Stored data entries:
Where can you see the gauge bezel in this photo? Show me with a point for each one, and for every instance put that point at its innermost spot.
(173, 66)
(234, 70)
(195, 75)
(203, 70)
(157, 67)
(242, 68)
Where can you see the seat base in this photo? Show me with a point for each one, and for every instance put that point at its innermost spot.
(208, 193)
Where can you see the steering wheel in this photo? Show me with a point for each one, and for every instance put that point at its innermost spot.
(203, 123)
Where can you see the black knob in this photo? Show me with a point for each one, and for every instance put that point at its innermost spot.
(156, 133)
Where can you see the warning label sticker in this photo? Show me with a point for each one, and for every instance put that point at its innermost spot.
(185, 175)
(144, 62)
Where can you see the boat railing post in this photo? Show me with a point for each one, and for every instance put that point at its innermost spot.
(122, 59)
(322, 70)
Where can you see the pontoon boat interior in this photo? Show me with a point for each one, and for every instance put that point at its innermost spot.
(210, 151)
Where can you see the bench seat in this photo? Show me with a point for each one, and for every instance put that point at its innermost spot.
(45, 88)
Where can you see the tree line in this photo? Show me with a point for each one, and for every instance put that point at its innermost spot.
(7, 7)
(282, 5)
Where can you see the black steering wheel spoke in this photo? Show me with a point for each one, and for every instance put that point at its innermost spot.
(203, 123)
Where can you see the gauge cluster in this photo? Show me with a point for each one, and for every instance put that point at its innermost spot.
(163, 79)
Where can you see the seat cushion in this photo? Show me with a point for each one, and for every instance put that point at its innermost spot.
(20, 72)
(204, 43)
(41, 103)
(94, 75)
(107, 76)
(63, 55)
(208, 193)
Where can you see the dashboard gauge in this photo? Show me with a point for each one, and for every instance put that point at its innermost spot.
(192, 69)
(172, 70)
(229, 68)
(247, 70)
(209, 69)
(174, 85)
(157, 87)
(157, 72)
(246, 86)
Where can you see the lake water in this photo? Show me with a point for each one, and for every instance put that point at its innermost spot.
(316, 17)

**Problem to solve:** Exactly as they appear, write out the lines from the one containing "Where can you see the lake" through the final line of the entries above, both included.

**Written solution:**
Where can you see the lake water in this photo? Show me with a point for each one, and for every instance put that point at its innermost spot.
(316, 17)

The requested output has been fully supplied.